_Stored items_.
= = = = =

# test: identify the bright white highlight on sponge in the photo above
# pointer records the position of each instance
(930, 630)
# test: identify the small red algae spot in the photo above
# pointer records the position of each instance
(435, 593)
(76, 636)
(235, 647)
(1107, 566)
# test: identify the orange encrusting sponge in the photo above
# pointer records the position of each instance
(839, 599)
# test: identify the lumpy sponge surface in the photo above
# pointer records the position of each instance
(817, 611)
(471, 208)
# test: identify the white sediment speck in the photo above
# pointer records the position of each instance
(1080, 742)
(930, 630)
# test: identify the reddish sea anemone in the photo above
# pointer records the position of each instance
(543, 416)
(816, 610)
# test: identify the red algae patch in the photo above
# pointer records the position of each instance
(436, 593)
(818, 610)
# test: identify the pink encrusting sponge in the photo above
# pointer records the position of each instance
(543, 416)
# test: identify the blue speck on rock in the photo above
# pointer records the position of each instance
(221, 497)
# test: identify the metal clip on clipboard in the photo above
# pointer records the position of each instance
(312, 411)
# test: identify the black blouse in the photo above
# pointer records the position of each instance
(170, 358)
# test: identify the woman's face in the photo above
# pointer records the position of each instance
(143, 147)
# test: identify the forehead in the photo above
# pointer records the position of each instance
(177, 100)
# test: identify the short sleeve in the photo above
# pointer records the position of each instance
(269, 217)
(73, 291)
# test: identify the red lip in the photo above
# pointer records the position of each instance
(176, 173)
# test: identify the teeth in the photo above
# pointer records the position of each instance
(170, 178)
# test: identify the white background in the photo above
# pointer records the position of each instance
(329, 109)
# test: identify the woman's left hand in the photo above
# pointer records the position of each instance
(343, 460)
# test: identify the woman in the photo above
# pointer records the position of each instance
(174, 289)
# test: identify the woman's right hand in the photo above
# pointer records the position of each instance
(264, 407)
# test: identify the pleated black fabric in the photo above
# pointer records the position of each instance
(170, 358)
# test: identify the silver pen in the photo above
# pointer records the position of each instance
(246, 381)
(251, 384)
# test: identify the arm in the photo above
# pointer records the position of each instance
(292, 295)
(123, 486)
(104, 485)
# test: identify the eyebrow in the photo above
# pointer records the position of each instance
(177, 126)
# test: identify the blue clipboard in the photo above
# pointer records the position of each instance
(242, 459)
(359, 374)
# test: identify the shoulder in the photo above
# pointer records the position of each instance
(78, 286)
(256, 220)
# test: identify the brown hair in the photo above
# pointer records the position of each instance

= = = = =

_INSTRUCTIONS FOR THE TASK_. Resize the stretch from the line containing "# test: identify the eyebrow" through the end of the material, reproducing every line with its requests and multiplying each point coordinate by 2.5, rounded to a whole number with halves going up.

_SOLUTION FOR THIS EXERCISE_.
# test: identify the eyebrow in the photo above
# pointer records the position of each instance
(443, 315)
# test: identify the blue clipboard in the photo above
# pointer records the position of each instance
(605, 1148)
(898, 935)
# test: identify the shoulder in the photo above
# pointer records the position of each instance
(195, 715)
(640, 550)
# test: identify the brown hair in the photo above
# pointer records the position of each instance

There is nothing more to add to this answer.